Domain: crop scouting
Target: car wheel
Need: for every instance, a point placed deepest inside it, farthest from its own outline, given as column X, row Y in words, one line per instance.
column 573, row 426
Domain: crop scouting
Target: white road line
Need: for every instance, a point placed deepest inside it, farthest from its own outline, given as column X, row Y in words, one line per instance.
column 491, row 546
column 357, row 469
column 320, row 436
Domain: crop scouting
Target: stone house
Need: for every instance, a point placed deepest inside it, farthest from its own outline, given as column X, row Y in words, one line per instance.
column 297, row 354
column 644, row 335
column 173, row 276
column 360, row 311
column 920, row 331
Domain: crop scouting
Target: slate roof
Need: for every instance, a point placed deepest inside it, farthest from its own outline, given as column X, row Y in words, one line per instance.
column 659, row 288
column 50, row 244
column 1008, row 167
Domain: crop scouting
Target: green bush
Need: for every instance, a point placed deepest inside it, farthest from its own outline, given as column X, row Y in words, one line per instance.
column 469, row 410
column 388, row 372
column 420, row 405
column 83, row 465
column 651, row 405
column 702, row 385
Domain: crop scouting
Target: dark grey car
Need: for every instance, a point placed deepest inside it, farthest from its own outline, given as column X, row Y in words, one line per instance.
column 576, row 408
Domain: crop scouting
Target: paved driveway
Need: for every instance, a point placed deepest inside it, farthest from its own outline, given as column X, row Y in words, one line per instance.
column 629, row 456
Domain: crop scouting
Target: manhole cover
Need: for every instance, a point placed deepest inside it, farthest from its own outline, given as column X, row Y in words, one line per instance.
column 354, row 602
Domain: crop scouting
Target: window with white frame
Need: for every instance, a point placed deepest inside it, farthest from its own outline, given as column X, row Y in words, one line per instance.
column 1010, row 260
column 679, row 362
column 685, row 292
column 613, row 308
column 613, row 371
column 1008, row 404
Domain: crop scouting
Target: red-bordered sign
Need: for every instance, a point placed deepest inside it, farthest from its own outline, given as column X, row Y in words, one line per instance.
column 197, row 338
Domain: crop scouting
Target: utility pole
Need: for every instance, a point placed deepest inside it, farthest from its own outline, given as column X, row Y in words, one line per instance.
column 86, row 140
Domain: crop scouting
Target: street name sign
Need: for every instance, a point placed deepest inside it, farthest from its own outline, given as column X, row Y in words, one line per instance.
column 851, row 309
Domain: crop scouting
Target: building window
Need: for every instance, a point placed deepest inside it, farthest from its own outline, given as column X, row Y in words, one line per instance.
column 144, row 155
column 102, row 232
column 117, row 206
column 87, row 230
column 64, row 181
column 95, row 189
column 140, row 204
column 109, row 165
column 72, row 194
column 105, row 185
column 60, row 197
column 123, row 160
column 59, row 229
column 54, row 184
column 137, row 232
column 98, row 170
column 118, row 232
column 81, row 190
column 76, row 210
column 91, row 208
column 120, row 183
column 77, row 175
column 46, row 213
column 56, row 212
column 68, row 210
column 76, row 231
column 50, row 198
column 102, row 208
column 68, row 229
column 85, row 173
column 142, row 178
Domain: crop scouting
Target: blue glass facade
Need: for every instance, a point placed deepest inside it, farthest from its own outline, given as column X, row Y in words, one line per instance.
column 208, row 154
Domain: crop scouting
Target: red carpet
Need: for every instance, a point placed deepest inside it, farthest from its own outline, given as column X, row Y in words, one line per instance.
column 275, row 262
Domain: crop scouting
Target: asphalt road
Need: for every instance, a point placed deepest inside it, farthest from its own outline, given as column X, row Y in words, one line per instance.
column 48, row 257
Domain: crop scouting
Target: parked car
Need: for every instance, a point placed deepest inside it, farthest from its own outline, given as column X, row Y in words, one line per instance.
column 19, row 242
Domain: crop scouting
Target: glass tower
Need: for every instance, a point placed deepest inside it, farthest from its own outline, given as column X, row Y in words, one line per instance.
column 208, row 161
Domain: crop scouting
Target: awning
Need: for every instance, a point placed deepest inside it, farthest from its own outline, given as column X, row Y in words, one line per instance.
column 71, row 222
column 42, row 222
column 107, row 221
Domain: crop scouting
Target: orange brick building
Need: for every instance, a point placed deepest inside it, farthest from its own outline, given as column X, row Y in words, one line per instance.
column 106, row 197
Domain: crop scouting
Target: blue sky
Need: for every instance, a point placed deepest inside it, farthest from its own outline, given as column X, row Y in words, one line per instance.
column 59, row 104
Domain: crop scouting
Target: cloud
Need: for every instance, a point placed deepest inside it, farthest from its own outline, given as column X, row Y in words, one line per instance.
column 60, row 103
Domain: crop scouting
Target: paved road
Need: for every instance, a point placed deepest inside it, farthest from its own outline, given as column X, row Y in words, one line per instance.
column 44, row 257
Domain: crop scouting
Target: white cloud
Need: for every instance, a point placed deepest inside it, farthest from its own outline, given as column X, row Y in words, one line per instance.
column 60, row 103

◆ **Problem details**: Every single entry above has to be copied exactly.

◆ **Reply**:
Domain: crop scouting
Target: car wheel
Need: for every instance, a point placed deepest inside it, farthest from its own outline, given as column X, row Y in words, one line per instance.
column 573, row 426
Domain: crop scouting
Target: white road line
Need: for every instance, a point placed deepest inside it, farthest from its own outline, given as column X, row Y in words, one line per instance.
column 491, row 546
column 357, row 469
column 320, row 436
Domain: crop scouting
Target: stone house
Need: for every instance, a point placed deepest inside it, farthest from its own outline, given as column X, row Y in words, one line per instance.
column 297, row 354
column 644, row 335
column 173, row 276
column 360, row 311
column 920, row 331
Domain: crop scouting
Target: slate roof
Need: for every instance, a point placed deepest inside it, farthest from its own outline, given as column X, row Y in words, one line per instance.
column 659, row 288
column 50, row 244
column 1008, row 167
Domain: crop scouting
Target: green bush
Need: for every instance, a point placed deepest inside it, farthest from its own outline, given as column X, row Y in words, one line per instance.
column 469, row 410
column 388, row 372
column 420, row 405
column 83, row 465
column 651, row 405
column 702, row 385
Domain: crop scouting
Target: dark grey car
Need: for every instance, a point placed deepest inside it, farthest from its own outline, given as column X, row Y in words, one line per instance.
column 576, row 408
Domain: crop scouting
Target: paved driveway
Need: for every instance, a point placed deepest inside it, farthest from its own outline, given as column X, row Y in words, one line per instance.
column 629, row 456
Domain: crop scouting
Target: manhole cover
Need: for every instance, a point placed deepest inside it, farthest from its own outline, given as column X, row Y in words, one line per instance.
column 354, row 602
Domain: crop scouting
Target: window with white frame
Need: for every instance, a point placed deepest inside it, farthest from its own outline, given as column X, row Y in words, one line per instance.
column 1010, row 260
column 679, row 362
column 685, row 292
column 613, row 308
column 613, row 371
column 1008, row 404
Domain: crop scouting
Target: red-bordered sign
Need: for every instance, a point placed deepest inside it, farthest from its own outline, given as column X, row Y in words, one line per instance.
column 197, row 338
Domain: crop scouting
Target: utility pole
Need: for every instance, a point placed deepest inside it, farthest from its own outline, given as column X, row Y in words, one line per instance.
column 86, row 140
Domain: crop scouting
Target: street name sign
Need: for every instance, a point placed deepest inside it, farthest from its own outline, given as column X, row Y in words, one line per instance.
column 851, row 309
Domain: crop scouting
Target: building window
Need: for every instance, a point placed deepest inside it, farthest from its own outline, given as column X, row Y in words, one line per instance.
column 144, row 155
column 102, row 232
column 117, row 206
column 87, row 230
column 64, row 181
column 95, row 189
column 140, row 204
column 109, row 165
column 72, row 194
column 105, row 185
column 60, row 197
column 123, row 160
column 59, row 229
column 54, row 184
column 137, row 232
column 98, row 170
column 118, row 232
column 81, row 190
column 76, row 210
column 91, row 208
column 120, row 183
column 77, row 175
column 46, row 213
column 56, row 212
column 68, row 210
column 76, row 231
column 50, row 198
column 102, row 208
column 68, row 229
column 85, row 173
column 142, row 178
Domain: crop scouting
Target: blue glass facade
Need: for every instance, a point placed deepest inside it, farthest from its own outline, given as column X, row Y in words, one line per instance.
column 208, row 154
Domain: crop scouting
Target: red carpet
Need: for every instance, a point placed deepest inside it, farthest from its own outline, given as column X, row Y in words, one line per instance.
column 275, row 262
Domain: crop scouting
Target: asphalt road
Need: for every instance, a point placed deepest inside it, farthest from its own outline, given as column X, row Y in words, one line per instance.
column 48, row 257
Domain: crop scouting
Target: parked car
Need: for every instance, a point placed deepest inside it, farthest from its own outline, given as column X, row Y in words, one line per instance.
column 19, row 242
Domain: crop scouting
Target: glass tower
Need: for every instance, a point placed deepest inside it, farthest from its own outline, given as column X, row Y in words, one line per instance.
column 208, row 161
Domain: crop scouting
Target: awning
Need: for every instance, a point placed deepest inside it, farthest from its own outline, given as column X, row Y in words, one line per instance.
column 71, row 222
column 42, row 222
column 107, row 221
Domain: crop scouting
Target: orange brick building
Need: for every instance, a point placed deepest inside it, farthest from its own outline, given as column X, row Y in words, one line per instance.
column 106, row 197
Domain: crop scouting
Target: blue sky
Need: for every instance, a point placed deepest inside it, farthest from its own outline, given as column X, row Y in words, one line per instance.
column 59, row 104
Domain: crop scouting
Target: cloud
Need: for every instance, a point placed deepest inside it, farthest from its own outline, given as column X, row Y in words, one line per instance.
column 60, row 103
Domain: crop scouting
Target: paved road
Need: for every instance, a point placed deepest inside it, farthest from its own outline, given as column X, row Y in words, one line per instance.
column 44, row 257
Domain: crop scouting
Target: white cloud
Need: for every instance, a point placed deepest inside it, farthest from its own outline, given as column X, row Y in words, one line per instance.
column 60, row 103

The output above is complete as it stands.